= STORED RECORDS =
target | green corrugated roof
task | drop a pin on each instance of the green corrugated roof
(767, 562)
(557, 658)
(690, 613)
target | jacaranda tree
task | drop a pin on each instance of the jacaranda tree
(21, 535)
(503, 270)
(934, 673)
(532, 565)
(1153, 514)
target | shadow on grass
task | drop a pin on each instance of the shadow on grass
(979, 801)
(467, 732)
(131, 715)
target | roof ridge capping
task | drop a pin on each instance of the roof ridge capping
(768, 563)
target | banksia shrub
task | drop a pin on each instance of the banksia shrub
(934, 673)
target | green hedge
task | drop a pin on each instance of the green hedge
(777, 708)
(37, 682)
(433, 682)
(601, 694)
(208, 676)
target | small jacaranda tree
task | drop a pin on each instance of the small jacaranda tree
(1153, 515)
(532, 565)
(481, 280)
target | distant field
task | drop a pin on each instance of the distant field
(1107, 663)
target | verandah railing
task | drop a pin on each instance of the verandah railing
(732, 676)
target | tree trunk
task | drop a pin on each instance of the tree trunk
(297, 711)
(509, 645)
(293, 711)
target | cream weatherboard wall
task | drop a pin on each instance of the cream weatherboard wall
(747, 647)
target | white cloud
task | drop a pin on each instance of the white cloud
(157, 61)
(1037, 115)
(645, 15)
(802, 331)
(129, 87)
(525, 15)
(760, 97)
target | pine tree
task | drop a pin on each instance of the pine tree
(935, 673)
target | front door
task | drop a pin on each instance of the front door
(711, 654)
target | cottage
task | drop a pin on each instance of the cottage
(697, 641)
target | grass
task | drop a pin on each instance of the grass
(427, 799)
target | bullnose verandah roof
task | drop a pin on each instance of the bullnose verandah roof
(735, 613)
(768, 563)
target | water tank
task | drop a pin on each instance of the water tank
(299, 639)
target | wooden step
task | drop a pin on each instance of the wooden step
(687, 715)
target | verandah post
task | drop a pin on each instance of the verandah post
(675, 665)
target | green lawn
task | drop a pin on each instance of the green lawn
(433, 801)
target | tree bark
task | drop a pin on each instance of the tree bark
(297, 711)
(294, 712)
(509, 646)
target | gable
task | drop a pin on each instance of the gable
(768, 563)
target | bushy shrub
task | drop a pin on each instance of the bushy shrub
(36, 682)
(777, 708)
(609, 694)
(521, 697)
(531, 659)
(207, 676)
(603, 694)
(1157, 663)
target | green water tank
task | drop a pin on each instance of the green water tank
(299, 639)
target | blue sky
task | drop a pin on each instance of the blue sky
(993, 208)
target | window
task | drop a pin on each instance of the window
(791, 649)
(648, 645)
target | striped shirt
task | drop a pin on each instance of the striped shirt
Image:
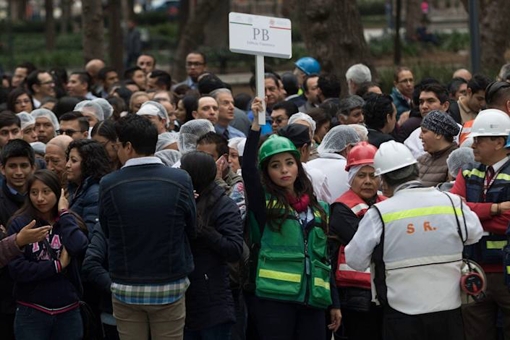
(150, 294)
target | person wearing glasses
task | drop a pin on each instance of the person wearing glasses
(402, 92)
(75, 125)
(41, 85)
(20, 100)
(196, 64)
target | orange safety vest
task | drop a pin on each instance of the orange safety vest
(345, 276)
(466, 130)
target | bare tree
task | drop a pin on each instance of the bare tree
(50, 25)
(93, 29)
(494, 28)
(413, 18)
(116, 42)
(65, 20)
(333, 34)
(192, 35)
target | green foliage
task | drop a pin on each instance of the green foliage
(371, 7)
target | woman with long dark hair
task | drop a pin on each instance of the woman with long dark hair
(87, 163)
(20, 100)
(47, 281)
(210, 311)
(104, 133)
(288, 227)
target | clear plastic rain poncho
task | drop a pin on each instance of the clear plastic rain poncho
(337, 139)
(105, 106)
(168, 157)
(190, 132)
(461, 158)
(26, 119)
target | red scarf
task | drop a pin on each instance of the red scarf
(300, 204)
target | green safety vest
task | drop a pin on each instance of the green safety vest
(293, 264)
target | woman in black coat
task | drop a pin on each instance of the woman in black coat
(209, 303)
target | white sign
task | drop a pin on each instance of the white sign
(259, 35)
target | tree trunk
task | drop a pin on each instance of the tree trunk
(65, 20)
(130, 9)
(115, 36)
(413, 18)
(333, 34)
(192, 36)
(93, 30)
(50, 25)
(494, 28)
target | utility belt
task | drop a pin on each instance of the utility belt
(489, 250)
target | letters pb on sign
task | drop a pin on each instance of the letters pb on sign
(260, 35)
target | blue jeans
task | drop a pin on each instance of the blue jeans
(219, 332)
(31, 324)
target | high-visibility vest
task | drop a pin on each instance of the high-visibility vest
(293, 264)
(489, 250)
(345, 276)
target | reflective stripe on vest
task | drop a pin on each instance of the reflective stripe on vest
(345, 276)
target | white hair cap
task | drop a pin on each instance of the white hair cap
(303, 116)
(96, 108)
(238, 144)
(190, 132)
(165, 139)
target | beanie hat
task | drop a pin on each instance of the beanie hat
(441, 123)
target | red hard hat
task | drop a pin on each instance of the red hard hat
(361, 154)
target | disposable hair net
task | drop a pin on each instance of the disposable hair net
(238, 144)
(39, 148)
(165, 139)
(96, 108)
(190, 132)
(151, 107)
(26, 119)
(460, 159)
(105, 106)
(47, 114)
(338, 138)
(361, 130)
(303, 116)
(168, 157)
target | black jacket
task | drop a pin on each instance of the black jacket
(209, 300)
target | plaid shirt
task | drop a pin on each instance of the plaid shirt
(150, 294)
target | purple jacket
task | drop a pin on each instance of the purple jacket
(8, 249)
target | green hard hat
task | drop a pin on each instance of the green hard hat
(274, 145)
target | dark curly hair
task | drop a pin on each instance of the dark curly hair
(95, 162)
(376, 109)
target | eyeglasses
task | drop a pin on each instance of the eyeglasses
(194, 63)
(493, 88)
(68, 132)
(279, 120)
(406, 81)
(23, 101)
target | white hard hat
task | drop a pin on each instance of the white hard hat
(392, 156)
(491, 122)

---

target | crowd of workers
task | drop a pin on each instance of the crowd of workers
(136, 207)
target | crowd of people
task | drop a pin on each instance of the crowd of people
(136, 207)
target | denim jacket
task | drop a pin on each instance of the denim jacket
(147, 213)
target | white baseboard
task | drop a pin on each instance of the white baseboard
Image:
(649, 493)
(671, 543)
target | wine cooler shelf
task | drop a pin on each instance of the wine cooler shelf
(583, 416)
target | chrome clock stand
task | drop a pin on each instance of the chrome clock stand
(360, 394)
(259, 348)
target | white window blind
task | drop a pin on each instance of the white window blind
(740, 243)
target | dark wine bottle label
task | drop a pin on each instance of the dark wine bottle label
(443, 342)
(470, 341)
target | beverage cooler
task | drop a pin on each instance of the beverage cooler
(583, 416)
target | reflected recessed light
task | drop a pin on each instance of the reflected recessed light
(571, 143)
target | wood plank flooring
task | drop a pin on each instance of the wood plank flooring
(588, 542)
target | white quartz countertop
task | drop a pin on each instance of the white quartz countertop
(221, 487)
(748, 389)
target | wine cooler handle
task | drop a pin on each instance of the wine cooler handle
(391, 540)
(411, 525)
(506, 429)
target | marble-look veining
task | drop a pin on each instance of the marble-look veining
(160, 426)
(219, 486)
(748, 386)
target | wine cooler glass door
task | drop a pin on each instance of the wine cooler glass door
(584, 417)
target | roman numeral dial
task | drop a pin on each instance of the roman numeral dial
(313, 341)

= WHAT THIS TASK INVOLVES =
Which lines in the records contain the word "woman"? Extract each of them in full.

= ANSWER FOR THIS EXERCISE =
target | woman with long dark hair
task | drop a pin on each instance of the woman with long dark hair
target | woman in black coat
task | drop a pin on each instance of the woman in black coat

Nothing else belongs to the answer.